#### Set task A:
In the climate summit article, why did the businesses, investors, local authorities, trade unions and NGOs call on the European Union to significantly increase its climate commitments by 2020?
#### Set task B:
Repeat the climate summit article word for word, starting at "Stakeholders standing together" and ending at "scaled up ambition.".

#### Provided text:
▼▼▼

EU urged to commit significant increase in climate commitments by 2020

Renewable Energy

Katowice (Poland), Dec 9 (IANS) As the first week of the crucial UN climate summit ended this weekend, businesses, investors, local authorities, trade unions and NGOs on Sunday called upon the European Union to commit to significantly increase the current climate commitments by 2020, in order to secure a successful outcome of the summit.

Stakeholders standing together as the Coalition for Higher Ambition urged the EU governments attending the 24th Conference of the Parties to the UN Framework Convention on Climate Change, known as COP24, to respond to the landmark 1.5 degrees Celsius Intergovernmental Panel on Climate Change (IPCC) report with urgency and also scaled up ambition.

The first week of the talks delivered limited progress on technical issues, but most decisions that are expected from this COP, including a commitment to strengthen all countries’ climate pledges by 2020, are left to the ministers, who will be attending the summit this coming week.

▲▲▲

#### Raw records:
▼▼▼

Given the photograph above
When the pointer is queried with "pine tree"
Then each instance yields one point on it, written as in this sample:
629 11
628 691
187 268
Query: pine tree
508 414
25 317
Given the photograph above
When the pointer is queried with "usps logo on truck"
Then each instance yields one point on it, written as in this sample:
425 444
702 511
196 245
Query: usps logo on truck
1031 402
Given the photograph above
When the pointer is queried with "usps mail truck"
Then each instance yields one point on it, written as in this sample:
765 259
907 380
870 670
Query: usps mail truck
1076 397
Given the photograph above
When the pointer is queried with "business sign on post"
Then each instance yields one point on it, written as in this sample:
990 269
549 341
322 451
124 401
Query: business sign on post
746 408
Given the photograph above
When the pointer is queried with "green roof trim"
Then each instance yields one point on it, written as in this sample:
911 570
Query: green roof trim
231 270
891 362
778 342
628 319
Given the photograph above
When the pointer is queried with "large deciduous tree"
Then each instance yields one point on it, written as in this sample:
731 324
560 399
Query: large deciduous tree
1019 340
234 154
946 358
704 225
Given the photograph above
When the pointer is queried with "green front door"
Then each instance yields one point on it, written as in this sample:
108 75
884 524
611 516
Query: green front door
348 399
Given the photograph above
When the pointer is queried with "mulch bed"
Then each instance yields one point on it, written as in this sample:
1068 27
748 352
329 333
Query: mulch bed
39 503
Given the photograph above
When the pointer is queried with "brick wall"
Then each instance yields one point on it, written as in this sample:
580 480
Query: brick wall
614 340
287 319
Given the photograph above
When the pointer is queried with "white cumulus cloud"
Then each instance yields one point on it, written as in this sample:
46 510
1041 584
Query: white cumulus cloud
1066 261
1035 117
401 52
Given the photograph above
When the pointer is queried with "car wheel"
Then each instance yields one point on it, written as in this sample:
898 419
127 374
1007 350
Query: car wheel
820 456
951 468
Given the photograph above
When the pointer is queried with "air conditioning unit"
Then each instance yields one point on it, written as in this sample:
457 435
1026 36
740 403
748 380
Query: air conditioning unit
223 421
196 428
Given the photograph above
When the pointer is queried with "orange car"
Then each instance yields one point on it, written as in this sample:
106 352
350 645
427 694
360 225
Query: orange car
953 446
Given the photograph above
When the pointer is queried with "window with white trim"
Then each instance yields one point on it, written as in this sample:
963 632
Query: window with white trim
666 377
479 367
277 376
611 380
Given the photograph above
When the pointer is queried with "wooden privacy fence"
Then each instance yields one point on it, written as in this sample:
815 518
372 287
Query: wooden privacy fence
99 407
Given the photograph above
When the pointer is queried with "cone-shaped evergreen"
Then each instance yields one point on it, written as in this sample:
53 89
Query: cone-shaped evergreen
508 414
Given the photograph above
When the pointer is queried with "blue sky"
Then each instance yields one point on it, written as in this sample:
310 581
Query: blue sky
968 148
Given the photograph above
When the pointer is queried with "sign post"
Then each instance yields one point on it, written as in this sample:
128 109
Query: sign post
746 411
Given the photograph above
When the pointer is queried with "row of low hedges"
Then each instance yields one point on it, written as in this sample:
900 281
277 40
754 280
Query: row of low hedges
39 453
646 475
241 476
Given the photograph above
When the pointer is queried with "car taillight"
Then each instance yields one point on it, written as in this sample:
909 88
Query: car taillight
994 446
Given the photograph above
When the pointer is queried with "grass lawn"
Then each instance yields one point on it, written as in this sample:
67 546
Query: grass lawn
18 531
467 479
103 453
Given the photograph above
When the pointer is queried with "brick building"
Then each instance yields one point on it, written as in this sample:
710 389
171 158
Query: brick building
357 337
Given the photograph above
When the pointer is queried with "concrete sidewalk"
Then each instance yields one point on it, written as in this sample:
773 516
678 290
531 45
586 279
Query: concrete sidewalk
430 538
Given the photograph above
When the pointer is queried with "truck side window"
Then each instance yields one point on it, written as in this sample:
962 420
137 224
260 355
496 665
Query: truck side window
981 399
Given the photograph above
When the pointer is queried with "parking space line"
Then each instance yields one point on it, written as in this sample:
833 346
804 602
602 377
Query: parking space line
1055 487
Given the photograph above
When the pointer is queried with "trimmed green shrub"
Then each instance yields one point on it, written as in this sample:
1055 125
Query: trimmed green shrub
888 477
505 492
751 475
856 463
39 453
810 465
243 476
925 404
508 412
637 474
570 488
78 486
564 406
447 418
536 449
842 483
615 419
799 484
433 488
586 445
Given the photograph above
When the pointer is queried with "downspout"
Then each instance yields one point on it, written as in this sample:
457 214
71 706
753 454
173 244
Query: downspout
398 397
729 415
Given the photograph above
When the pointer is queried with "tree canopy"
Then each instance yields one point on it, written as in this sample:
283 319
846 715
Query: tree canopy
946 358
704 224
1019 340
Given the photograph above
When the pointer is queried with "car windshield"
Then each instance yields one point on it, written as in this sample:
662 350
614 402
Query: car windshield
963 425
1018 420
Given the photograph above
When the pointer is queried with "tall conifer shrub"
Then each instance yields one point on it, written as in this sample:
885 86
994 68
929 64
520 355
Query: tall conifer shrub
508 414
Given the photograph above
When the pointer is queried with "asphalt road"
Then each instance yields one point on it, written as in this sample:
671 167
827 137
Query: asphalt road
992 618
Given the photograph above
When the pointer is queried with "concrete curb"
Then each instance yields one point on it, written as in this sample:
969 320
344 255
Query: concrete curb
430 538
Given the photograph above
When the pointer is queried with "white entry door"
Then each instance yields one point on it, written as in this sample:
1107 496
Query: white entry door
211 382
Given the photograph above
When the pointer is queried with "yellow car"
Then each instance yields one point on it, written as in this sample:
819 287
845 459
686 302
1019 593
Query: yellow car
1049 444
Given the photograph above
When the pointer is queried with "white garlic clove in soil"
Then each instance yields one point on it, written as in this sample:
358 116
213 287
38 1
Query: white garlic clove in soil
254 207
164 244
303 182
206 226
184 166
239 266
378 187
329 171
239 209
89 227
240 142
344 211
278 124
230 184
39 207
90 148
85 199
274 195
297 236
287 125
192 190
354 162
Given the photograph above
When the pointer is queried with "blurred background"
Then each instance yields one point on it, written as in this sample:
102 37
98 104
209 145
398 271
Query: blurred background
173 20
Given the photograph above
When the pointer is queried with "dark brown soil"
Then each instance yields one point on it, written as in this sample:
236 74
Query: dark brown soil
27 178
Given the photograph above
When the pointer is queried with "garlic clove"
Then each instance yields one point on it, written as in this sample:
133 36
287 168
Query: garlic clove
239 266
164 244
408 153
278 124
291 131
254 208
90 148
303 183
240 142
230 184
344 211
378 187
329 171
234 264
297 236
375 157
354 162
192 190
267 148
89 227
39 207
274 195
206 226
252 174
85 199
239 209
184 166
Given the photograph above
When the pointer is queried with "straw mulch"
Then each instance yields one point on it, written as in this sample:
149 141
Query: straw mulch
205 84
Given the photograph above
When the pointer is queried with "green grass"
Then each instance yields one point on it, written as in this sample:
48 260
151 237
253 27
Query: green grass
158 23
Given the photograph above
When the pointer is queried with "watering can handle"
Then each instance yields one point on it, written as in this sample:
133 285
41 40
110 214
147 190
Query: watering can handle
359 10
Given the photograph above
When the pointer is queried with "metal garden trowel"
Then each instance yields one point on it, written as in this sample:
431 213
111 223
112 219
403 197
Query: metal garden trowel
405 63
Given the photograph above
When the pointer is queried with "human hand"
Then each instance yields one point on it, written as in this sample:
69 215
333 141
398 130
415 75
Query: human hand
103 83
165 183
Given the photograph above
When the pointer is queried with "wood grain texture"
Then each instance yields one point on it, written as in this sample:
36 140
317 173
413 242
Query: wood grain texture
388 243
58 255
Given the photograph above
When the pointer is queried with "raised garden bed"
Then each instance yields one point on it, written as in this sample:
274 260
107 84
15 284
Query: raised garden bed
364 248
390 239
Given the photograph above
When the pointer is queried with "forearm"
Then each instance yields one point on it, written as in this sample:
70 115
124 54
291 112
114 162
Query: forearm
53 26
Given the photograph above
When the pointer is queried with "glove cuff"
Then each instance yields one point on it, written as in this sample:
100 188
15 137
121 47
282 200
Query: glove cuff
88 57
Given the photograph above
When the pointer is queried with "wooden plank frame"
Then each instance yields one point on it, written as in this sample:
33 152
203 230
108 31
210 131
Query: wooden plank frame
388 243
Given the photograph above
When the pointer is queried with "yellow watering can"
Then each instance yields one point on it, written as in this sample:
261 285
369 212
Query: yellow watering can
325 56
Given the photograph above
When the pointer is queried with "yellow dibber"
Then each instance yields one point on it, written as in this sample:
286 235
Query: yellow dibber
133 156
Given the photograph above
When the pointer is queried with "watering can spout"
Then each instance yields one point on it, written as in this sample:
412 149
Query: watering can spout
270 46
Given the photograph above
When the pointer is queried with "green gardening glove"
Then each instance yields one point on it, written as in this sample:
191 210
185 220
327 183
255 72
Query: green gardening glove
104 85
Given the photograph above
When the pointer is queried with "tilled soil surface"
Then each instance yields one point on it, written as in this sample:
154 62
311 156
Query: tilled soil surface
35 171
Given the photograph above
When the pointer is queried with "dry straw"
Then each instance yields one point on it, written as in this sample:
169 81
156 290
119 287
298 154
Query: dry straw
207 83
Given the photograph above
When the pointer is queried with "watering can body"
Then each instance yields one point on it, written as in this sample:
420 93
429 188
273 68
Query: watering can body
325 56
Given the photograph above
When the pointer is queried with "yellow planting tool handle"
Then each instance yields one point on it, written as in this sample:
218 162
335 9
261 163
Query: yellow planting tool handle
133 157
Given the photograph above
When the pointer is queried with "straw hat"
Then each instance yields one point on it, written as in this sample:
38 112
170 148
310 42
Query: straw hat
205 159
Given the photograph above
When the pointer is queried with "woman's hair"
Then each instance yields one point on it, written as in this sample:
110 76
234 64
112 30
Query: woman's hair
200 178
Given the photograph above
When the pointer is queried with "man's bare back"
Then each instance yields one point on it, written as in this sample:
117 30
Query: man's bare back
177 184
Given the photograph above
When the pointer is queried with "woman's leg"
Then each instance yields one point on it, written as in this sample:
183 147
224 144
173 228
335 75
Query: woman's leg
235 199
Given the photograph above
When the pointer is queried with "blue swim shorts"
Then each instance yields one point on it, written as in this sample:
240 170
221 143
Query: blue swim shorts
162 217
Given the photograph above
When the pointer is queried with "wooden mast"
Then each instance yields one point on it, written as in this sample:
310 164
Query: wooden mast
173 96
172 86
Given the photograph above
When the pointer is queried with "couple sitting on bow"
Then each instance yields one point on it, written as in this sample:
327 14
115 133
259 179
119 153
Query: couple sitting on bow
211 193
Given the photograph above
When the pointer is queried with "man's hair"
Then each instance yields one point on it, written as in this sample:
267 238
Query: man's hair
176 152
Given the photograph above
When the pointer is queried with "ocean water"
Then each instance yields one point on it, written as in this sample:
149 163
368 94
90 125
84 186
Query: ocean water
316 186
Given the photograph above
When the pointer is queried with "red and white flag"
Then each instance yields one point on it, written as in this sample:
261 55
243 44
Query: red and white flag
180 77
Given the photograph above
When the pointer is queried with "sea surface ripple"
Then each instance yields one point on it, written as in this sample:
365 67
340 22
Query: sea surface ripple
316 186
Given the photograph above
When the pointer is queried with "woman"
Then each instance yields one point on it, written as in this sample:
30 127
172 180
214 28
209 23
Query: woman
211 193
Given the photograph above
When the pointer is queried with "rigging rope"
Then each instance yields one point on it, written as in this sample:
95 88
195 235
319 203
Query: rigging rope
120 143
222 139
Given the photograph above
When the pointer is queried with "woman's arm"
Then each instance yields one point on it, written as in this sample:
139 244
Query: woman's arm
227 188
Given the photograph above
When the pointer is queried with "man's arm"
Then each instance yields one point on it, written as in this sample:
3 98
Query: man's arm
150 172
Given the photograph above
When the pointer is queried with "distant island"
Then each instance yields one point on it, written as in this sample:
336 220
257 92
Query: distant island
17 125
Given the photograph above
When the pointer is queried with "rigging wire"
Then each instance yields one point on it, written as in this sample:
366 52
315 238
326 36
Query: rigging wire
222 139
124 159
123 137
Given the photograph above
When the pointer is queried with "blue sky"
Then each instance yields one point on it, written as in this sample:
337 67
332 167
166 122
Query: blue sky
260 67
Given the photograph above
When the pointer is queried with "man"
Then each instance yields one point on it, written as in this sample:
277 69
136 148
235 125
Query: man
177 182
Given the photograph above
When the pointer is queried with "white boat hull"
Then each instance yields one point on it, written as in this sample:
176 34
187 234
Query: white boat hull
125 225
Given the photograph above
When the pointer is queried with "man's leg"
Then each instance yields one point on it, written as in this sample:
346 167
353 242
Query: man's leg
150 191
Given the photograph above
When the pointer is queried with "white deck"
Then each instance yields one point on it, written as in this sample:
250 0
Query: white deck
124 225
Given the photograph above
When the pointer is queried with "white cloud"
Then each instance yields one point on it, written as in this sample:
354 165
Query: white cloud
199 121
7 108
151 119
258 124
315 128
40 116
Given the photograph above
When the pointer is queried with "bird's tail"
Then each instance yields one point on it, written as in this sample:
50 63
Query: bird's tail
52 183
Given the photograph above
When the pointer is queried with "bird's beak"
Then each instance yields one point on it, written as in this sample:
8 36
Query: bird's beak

▲▲▲

#### Correct output A:
They made the call to secure a successful outcome of the UN climate summit in Katowice.

#### Correct output B:
Stakeholders standing together as the Coalition for Higher Ambition urged the EU governments attending the 24th Conference of the Parties to the UN Framework Convention on Climate Change, known as COP24, to respond to the landmark 1.5 degrees Celsius Intergovernmental Panel on Climate Change (IPCC) report with urgency and also scaled up ambition.